**Textauszug**

-*-

Jonas Anderhub & Christof Wolfisberg im Gespräch mit Doris Kleinau-Metzler

«Ohne Rolf» – Der Name gibt zu denken …

Nr 185 | Mai 2015

Was ist los, wenn zwei Komiker während der gesamten abendfüllenden Veranstaltung auf der Bühne schweigen – und wir dennoch lachen? Das Schweizer Duo «Ohne Rolf» animiert uns, ihre Dialoge auf großen bedruckten Plakaten zu lesen. Was absurd klingt, funktioniert erstaunlich gut mit Jonas Anderhub und Christof Wolfisberg: Ihre Szenen und die abendfüllenden Theaterstücke wirken überraschend, sind intensiv. Schmunzeln garantiert. Lesend schauen wir den beiden bei den Umblätteraktionen ihres Dialoges zu, verfolgen gespannt die kleinen Stolperszenen ihres Beziehungsdramas. Und wir merken, dass sich lesend unser Gedankenfluss verlangsamt: Wir stoßen auf Wörter, Begriffe, deren Doppelbödigkeit wir überhört haben. Ein Lese- und Lach-Anstoß, der zu denken gibt.

Doris Kleinau-Metzler | Jeder, der den Namen Ihres Duos liest, Ohne Rolf, fragt sich: Warum ohne Rolf?
Christof Wolfsberg | Jonas und ich lernten uns in Luzern über unser Interesse an Zauberkunst und Theater kennen und be­schlossen vor über zehn Jahren, etwas gemeinsam zu machen. Wir hatten erst zehn Minuten Programm in der Plakatform, als die Frage nach dem Namen aufkam. So sagt Ohne Rolf etwas über unseren Humor aus. Im Kopf des Lesers entsteht – wie bei Ihnen – die Frage: «Da fehlt also einer» oder «Wo ist Rolf?». Für den Zuschauer beginnt innerlich eine Geschichte, er hat Ver­mutungen dazu – und das ist, was uns interessiert: Der Name gibt zu denken.

-*-

**Extrahierte Daten**
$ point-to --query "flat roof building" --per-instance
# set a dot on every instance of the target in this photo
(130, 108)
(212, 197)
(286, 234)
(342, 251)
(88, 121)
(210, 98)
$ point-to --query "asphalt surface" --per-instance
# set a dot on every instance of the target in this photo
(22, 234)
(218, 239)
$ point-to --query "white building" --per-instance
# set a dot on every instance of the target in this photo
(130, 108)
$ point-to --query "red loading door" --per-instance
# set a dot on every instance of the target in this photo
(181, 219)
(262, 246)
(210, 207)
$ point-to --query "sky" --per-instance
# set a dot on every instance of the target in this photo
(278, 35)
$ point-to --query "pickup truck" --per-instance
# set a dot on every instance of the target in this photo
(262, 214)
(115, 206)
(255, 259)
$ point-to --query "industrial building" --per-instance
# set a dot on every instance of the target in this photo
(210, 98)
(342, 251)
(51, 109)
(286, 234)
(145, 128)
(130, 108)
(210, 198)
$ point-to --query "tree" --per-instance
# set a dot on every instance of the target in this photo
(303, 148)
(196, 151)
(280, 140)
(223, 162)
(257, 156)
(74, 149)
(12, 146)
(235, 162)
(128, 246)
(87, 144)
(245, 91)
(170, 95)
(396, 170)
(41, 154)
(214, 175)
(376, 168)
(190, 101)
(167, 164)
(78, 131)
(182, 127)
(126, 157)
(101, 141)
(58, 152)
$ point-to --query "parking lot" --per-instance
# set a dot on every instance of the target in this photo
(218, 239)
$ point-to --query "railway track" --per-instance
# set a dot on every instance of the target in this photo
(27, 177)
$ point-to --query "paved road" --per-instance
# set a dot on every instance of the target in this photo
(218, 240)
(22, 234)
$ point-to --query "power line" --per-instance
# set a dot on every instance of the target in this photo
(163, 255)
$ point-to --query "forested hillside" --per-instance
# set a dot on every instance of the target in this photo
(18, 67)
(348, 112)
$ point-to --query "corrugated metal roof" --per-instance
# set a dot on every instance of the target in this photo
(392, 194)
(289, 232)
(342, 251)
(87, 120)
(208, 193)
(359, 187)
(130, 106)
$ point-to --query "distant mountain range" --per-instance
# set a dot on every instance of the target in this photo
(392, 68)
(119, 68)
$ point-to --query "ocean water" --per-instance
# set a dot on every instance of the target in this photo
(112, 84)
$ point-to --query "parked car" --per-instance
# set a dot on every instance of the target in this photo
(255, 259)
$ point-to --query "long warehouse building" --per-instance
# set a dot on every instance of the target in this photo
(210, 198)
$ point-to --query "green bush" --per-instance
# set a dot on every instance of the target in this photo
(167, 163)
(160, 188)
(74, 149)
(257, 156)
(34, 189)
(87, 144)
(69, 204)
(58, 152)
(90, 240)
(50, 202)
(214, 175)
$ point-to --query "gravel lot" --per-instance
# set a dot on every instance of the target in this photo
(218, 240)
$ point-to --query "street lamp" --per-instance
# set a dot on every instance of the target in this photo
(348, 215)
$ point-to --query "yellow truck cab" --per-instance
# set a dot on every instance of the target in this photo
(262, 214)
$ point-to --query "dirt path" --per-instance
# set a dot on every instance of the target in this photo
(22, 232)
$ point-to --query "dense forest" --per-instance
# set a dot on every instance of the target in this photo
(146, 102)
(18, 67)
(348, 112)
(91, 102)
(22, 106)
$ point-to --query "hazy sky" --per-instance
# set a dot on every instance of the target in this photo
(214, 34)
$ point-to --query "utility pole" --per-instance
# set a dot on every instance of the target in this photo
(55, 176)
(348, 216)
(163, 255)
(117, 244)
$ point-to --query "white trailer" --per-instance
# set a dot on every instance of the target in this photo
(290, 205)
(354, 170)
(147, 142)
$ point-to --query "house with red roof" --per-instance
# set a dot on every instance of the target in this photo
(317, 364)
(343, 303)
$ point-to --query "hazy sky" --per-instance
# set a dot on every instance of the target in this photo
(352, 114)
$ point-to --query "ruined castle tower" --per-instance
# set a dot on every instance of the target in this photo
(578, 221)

-*-

**Aufgaben bearbeiten**
**A.** In welcher Stadt haben sich die beiden Mitglieder des Duos laut dem Interview mit dem Duo «Ohne Rolf» kennengelernt?
**B.** Fahren Sie mit dem Interview mit dem Duo «Ohne Rolf» fort, und zwar im Anschluss an seinen letzten Satz.

**Ergebnisse**
**A.** In Luzern.

**B.**
Jonas Anderhub | Und der Name ist logisch, weil der Rolf ja nicht da ist … Wir haben zunächst beide gezaubert, auf öffentlichen Festen, bei Firmen, Hochzeiten, Geburtstagen. Dann entstand die Idee, dass wir etwas zusammen in einer Fußgängerzone auspro­bieren wollten – denn als Straßenkünstler hat man das ehrlichste Publikum: Die Leute bleiben nur stehen, wenn etwas geboten wird, was sie interessiert. So stellten wir uns mit kleinen Plakaten in die Einkaufszone. Darauf stand als Erstes: «Beachten Sie uns nicht!» Wir standen in unerschütterlicher Ruhe einfach da ? und Leute blieben stehen. Dann blätterten wir zum nächsten Plakat: «Gehen Sie weiter! Hier wird nichts passieren.» In einer Folge von kleinen Plakaten versuchten wir, die Zuschauer zum Gehen zu bewegen. Das ist uns nicht gelungen ? die Leute waren neugierig, wie es weitergeht.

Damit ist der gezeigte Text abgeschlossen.